» **Set problem**: Rewrite the listing below as a numbered list, omitting any blank lines.

» **Dataset**:
☆ ☆ ☆ ☆ ☆

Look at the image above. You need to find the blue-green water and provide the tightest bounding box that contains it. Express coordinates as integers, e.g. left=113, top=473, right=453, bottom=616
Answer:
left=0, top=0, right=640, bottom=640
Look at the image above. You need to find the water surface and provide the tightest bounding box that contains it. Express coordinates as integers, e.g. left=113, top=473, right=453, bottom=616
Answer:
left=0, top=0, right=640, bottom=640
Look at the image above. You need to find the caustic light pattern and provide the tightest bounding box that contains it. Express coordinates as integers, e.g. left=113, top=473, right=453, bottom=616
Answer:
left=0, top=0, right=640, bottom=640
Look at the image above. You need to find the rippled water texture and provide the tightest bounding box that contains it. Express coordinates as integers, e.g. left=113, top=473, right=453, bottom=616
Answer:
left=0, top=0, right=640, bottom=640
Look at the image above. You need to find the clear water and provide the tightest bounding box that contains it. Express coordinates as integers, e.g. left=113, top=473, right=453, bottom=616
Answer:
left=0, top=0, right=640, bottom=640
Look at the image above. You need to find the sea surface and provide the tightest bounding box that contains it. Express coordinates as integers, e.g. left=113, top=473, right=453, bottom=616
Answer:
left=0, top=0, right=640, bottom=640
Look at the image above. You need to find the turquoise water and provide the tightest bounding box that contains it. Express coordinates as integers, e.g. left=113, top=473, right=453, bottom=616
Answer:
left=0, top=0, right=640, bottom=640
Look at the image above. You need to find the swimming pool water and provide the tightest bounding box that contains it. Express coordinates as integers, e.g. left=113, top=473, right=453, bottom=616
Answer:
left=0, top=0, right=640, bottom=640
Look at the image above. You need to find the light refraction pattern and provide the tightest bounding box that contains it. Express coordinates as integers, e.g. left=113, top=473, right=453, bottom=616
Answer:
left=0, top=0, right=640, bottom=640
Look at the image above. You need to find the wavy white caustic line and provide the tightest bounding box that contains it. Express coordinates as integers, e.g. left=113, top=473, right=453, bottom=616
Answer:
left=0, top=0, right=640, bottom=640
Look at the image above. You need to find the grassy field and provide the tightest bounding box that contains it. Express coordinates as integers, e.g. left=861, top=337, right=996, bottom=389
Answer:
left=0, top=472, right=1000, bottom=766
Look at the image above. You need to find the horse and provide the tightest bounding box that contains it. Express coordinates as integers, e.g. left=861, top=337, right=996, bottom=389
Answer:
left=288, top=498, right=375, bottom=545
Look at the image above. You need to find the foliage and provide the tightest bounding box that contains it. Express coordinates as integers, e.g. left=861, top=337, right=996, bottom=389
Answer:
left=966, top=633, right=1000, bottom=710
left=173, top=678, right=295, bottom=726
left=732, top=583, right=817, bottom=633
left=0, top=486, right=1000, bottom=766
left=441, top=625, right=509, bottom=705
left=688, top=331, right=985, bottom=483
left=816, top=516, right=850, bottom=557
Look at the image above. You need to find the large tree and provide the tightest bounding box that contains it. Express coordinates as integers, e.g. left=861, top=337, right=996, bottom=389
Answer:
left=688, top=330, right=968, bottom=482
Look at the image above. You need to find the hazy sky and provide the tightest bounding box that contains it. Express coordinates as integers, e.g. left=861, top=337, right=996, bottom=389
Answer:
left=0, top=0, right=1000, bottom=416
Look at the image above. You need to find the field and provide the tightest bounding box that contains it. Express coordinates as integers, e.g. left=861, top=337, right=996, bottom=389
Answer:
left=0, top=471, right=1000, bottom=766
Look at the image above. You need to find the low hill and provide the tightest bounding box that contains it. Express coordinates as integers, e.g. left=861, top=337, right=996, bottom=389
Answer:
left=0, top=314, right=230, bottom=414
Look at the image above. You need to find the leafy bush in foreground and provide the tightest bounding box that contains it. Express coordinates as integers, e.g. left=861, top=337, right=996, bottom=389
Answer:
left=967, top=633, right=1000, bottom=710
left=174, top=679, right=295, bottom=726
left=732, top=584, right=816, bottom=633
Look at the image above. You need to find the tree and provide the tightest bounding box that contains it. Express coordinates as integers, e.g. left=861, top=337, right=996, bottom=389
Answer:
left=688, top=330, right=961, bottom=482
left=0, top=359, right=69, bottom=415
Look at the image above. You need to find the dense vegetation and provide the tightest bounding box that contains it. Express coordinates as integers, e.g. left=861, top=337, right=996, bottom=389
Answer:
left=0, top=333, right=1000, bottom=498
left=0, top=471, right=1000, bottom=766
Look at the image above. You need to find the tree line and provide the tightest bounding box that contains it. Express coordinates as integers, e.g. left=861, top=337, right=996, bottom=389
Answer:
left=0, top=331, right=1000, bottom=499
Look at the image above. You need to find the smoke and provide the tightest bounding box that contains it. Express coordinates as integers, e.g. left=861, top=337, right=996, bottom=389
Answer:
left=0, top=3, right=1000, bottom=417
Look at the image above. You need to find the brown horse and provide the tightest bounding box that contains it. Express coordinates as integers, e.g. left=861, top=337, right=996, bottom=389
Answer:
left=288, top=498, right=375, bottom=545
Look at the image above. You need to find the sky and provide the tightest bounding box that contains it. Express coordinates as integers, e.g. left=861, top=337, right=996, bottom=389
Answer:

☆ ☆ ☆ ☆ ☆

» **Finished answer**:
1. Look at the image above. You need to find the blue-green water and provide the tightest bounding box that contains it. Express coordinates as integers, e.g. left=113, top=473, right=453, bottom=616
2. Answer:
3. left=0, top=0, right=640, bottom=640
4. Look at the image above. You need to find the water surface and provide the tightest bounding box that contains it. Express coordinates as integers, e.g. left=113, top=473, right=453, bottom=616
5. Answer:
6. left=0, top=0, right=640, bottom=640
7. Look at the image above. You need to find the caustic light pattern and provide the tightest bounding box that contains it. Express coordinates as integers, e.g. left=113, top=473, right=453, bottom=616
8. Answer:
9. left=0, top=0, right=640, bottom=640
10. Look at the image above. You need to find the rippled water texture and provide the tightest bounding box that contains it. Express coordinates as integers, e.g. left=113, top=473, right=453, bottom=616
11. Answer:
12. left=0, top=0, right=640, bottom=640
13. Look at the image above. You need to find the clear water and provide the tightest bounding box that contains it. Express coordinates as integers, e.g. left=113, top=473, right=453, bottom=616
14. Answer:
15. left=0, top=0, right=640, bottom=640
16. Look at the image above. You need to find the sea surface and provide the tightest bounding box that contains it. Express coordinates as integers, e.g. left=113, top=473, right=453, bottom=616
17. Answer:
18. left=0, top=0, right=640, bottom=640
19. Look at the image above. You need to find the turquoise water and provide the tightest bounding box that contains it. Express coordinates as integers, e.g. left=113, top=473, right=453, bottom=616
20. Answer:
21. left=0, top=0, right=640, bottom=640
22. Look at the image above. You need to find the swimming pool water and provide the tightest bounding box that contains it. Express coordinates as integers, e.g. left=113, top=473, right=453, bottom=616
23. Answer:
24. left=0, top=0, right=640, bottom=640
25. Look at the image above. You need to find the light refraction pattern and provide the tightest bounding box that contains it. Express coordinates as integers, e.g. left=113, top=473, right=453, bottom=616
26. Answer:
27. left=0, top=0, right=640, bottom=640
28. Look at the image above. You need to find the wavy white caustic line and provide the tightest bounding box that contains it. Express coordinates as integers, e.g. left=113, top=473, right=453, bottom=616
29. Answer:
30. left=0, top=0, right=640, bottom=640
31. Look at the image above. You need to find the grassy field and provide the tightest bounding box that contains it. Express coordinates as integers, e.g. left=861, top=337, right=996, bottom=389
32. Answer:
33. left=0, top=472, right=1000, bottom=766
34. Look at the image above. You need to find the horse and provide the tightest bounding box that contains it. Express coordinates as integers, e.g. left=861, top=337, right=996, bottom=389
35. Answer:
36. left=288, top=498, right=375, bottom=545
37. Look at the image above. You need to find the foliage and provide the tightest bounding box that contains it. Express coordinates as integers, e.g. left=861, top=337, right=996, bottom=389
38. Answer:
39. left=966, top=633, right=1000, bottom=710
40. left=173, top=678, right=295, bottom=726
41. left=732, top=583, right=817, bottom=633
42. left=0, top=486, right=1000, bottom=766
43. left=441, top=625, right=509, bottom=705
44. left=688, top=331, right=985, bottom=483
45. left=816, top=516, right=850, bottom=557
46. Look at the image above. You need to find the large tree and provide the tightest bounding box that contains it. Express coordinates as integers, e.g. left=861, top=337, right=996, bottom=389
47. Answer:
48. left=688, top=330, right=968, bottom=482
49. Look at the image above. You need to find the hazy sky and provide the tightest bounding box that contains it. Express coordinates as integers, e.g. left=861, top=337, right=996, bottom=389
50. Answer:
51. left=0, top=0, right=1000, bottom=416
52. Look at the image above. You need to find the field and provide the tightest bounding box that contains it. Express coordinates as integers, e.g. left=861, top=337, right=996, bottom=389
53. Answer:
54. left=0, top=471, right=1000, bottom=766
55. Look at the image above. You need to find the low hill and provide the tightest bounding box that contains it. Express coordinates as integers, e.g. left=861, top=337, right=996, bottom=389
56. Answer:
57. left=0, top=314, right=230, bottom=414
58. Look at the image above. You need to find the leafy bush in foreground and provide the tightest bounding box that contains it. Express coordinates as integers, e.g. left=861, top=337, right=996, bottom=389
59. Answer:
60. left=967, top=633, right=1000, bottom=710
61. left=174, top=679, right=295, bottom=726
62. left=732, top=584, right=816, bottom=633
63. Look at the image above. You need to find the tree and provide the tightest bounding box that contains it. Express coordinates as integers, e.g. left=861, top=337, right=996, bottom=389
64. Answer:
65. left=688, top=330, right=961, bottom=482
66. left=0, top=359, right=69, bottom=415
67. Look at the image above. You need to find the dense vegetation and provide the tightest bounding box that contains it. Express coordinates as integers, e.g. left=861, top=337, right=996, bottom=389
68. Answer:
69. left=0, top=333, right=1000, bottom=498
70. left=0, top=471, right=1000, bottom=766
71. Look at the image above. You need to find the tree line and provide the tightest bounding box that contains it. Express coordinates as integers, e.g. left=861, top=337, right=996, bottom=389
72. Answer:
73. left=0, top=331, right=1000, bottom=499
74. Look at the image above. You need to find the smoke and provide the tightest bounding box that contains it. Express coordinates as integers, e.g. left=861, top=337, right=996, bottom=389
75. Answer:
76. left=0, top=3, right=1000, bottom=417
77. Look at the image above. You need to find the brown horse and provide the tightest bounding box that contains it. Express coordinates as integers, e.g. left=861, top=337, right=996, bottom=389
78. Answer:
79. left=288, top=498, right=375, bottom=545
80. Look at the image above. You need to find the sky and provide the tightest bounding box that contains it. Express coordinates as integers, e.g. left=861, top=337, right=996, bottom=389
81. Answer:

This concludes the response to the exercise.